Estratto del testo:
· · · ·
# Ho riflettuto



## @lex (30 Settembre 2007)

Chiedo scusa per aver trasceso ieri sera con *epiteti ineducati* in primis alla persona interessata, cioè mari'.
in futuro cercherò di essere più diplomatico e meno scurrile, precisando che mi scuso solo per aver usato parole volgari e maleducate.


----------



## Bruja (30 Settembre 2007)

*@lex*



@lex ha detto:


> Chiedo scusa per aver trasceso ieri sera con *epiteti ineducati* in primis alla persona interessata, cioè mari'.
> in futuro cercherò di essere più diplomatico e meno scurrile, precisando che mi scuso solo per aver usato parole volgari e maleducate.
· · · ·
Dati archiviati:
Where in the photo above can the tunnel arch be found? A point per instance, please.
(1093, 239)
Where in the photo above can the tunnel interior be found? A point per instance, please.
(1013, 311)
· · · ·
Indicazioni e requisiti:
Dalla discussione del forum sulle scuse, trascriva fedelmente il passo che va da "## @lex (30" fino a "Bruja (30 Settembre 2007)" incluso.

Soluzione esercizio:
## @lex (30 Settembre 2007)

Chiedo scusa per aver trasceso ieri sera con *epiteti ineducati* in primis alla persona interessata, cioè mari'.
in futuro cercherò di essere più diplomatico e meno scurrile, precisando che mi scuso solo per aver usato parole volgari e maleducate.


----------



## Bruja (30 Settembre 2007)